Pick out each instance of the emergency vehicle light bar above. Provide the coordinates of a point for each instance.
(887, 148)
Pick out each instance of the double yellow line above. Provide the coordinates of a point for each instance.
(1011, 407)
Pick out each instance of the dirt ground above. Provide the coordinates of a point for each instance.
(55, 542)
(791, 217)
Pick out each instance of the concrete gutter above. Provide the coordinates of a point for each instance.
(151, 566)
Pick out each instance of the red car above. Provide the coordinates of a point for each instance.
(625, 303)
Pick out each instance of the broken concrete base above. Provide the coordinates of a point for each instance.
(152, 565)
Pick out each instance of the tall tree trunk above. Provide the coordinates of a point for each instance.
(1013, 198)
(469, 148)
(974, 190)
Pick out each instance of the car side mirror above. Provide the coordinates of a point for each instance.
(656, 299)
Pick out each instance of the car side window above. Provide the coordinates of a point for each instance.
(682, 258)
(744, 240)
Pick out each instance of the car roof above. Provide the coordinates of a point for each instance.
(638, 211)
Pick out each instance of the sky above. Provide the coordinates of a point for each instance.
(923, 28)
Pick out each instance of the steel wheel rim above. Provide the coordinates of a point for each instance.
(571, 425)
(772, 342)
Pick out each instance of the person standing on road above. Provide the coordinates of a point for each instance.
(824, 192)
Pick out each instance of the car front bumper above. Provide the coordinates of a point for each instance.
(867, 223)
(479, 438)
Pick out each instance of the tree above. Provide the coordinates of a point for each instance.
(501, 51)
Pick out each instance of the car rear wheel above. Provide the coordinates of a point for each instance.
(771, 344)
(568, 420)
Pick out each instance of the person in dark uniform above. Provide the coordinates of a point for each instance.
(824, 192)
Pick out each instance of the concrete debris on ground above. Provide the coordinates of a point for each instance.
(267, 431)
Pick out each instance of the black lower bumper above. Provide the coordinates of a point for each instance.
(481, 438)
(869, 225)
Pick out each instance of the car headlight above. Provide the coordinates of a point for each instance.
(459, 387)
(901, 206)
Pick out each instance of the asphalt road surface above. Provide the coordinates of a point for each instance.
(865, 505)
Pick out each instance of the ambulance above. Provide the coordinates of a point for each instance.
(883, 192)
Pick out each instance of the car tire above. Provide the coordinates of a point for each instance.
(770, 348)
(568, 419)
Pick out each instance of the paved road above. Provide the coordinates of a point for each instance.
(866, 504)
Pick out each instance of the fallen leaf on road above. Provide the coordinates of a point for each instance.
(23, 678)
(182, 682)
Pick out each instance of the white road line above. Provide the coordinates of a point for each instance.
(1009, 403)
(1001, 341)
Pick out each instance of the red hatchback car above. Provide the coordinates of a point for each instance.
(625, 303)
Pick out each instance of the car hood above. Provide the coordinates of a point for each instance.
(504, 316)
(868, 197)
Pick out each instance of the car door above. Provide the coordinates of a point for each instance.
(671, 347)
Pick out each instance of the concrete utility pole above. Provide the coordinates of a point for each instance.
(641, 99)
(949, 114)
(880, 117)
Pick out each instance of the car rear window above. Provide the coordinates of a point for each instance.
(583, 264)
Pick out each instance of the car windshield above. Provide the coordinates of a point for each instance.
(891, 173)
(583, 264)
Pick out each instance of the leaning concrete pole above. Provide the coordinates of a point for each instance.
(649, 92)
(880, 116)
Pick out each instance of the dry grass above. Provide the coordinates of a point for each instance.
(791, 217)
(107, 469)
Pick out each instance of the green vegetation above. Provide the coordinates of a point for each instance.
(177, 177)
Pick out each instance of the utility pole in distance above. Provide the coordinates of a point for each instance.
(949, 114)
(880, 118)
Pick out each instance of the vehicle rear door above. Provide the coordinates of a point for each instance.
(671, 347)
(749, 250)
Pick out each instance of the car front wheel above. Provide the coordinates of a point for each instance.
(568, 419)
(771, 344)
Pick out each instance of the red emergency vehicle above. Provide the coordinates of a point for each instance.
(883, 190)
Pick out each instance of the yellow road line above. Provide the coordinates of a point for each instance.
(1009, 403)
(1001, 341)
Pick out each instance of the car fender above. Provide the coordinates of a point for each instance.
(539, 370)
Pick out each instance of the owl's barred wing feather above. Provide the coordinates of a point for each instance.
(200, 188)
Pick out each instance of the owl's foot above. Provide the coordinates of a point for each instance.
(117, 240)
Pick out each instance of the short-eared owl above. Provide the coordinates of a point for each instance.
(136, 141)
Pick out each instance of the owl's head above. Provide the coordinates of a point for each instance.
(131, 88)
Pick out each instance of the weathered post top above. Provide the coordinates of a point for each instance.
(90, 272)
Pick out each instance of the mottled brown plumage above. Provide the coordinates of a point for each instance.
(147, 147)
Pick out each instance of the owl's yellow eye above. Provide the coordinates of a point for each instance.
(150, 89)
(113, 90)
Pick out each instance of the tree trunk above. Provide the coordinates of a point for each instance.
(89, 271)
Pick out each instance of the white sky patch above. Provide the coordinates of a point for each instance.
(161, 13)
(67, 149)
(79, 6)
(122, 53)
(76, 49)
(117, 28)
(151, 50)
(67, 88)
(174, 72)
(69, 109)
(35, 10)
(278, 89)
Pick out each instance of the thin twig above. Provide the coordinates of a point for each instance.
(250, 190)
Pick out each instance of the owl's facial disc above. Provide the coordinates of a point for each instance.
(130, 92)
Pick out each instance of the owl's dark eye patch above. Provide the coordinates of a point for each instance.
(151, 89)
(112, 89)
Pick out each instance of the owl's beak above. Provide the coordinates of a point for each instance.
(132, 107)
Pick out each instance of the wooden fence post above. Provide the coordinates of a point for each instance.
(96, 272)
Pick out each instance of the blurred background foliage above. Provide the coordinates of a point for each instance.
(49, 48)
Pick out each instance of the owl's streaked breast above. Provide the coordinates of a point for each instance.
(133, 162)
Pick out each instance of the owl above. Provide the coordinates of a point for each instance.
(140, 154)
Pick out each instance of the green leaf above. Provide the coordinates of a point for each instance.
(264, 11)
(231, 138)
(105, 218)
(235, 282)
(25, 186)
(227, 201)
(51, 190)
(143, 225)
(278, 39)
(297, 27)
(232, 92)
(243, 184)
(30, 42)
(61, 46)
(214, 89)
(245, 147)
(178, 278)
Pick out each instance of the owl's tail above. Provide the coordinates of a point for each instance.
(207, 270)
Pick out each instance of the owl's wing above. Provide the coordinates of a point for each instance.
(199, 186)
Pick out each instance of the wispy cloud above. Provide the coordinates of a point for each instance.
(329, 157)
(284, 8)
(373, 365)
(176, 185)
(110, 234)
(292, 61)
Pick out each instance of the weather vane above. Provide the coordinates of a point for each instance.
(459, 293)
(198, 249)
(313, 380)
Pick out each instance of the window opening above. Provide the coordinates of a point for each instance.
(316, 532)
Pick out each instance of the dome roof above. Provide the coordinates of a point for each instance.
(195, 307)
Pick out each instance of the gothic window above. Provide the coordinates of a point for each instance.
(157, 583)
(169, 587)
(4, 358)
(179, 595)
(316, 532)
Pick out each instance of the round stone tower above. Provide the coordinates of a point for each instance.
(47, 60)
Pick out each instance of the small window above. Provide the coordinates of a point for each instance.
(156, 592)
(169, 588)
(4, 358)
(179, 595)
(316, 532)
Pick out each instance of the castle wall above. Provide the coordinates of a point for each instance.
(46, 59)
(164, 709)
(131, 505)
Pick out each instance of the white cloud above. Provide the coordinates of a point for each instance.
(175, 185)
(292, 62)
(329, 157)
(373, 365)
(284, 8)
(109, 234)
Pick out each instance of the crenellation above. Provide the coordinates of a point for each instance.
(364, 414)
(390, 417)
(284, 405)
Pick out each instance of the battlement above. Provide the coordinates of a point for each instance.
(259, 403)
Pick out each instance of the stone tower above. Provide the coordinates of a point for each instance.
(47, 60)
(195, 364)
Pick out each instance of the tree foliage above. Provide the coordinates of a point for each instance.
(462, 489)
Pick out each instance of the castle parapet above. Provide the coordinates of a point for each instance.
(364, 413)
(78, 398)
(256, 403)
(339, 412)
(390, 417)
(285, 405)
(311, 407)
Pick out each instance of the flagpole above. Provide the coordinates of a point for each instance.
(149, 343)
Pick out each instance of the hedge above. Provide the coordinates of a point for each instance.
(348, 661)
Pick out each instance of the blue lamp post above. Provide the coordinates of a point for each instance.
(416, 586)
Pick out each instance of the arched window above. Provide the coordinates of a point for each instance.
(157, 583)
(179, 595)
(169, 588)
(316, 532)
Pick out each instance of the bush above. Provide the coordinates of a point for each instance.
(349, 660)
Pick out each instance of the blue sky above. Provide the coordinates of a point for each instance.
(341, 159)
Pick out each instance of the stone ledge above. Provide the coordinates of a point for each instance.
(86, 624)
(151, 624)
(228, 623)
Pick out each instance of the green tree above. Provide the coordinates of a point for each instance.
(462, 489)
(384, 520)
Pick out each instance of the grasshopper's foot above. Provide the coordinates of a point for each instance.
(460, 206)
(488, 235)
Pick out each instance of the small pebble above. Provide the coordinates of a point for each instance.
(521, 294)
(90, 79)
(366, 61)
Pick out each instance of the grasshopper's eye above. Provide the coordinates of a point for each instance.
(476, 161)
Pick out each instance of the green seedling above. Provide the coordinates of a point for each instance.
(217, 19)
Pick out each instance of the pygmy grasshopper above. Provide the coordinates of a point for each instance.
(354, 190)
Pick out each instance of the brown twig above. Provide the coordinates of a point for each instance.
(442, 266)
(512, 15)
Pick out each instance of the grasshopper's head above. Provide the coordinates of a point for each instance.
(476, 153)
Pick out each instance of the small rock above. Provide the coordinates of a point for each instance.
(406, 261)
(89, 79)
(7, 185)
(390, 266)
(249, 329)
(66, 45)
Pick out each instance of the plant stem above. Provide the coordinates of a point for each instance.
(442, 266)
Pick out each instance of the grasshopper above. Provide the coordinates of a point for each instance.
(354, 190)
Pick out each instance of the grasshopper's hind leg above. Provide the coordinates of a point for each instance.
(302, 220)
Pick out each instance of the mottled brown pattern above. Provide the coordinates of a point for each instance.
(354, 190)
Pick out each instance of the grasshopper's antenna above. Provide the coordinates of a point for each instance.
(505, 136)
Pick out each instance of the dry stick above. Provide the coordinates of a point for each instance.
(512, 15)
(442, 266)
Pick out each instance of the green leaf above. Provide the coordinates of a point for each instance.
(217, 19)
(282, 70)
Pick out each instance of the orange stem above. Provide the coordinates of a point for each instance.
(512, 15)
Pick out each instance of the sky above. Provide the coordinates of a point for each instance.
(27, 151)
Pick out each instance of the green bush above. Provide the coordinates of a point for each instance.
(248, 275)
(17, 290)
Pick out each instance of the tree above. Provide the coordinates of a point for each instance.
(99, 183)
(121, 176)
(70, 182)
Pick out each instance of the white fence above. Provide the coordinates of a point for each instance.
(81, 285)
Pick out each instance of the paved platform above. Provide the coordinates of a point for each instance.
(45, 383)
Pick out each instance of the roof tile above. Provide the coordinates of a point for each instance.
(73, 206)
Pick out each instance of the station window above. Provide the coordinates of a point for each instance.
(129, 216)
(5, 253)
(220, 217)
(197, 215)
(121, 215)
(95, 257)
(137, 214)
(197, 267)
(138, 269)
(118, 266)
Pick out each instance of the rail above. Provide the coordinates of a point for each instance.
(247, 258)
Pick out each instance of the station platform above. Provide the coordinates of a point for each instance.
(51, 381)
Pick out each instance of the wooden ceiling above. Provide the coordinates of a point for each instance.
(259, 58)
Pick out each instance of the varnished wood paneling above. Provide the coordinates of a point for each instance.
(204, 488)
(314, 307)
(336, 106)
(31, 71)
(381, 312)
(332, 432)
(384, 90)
==================================================
Aim:
Format the records as a numbered list, starting at the line that contains "Pick out each instance of the station platform" and ending at the last line of the records, and omit any blank lines.

Written response:
1. Pick out each instance of the station platform above. Provide the coordinates of a point for each instance.
2. (51, 381)
3. Pick out each instance of the wooden ceiling above. Provide the coordinates of a point for each instance.
4. (259, 58)
5. Pick out each instance of the varnished wood paneling above. Provide the coordinates of a point for each instance.
6. (204, 488)
7. (314, 307)
8. (336, 106)
9. (31, 71)
10. (381, 312)
11. (332, 432)
12. (384, 90)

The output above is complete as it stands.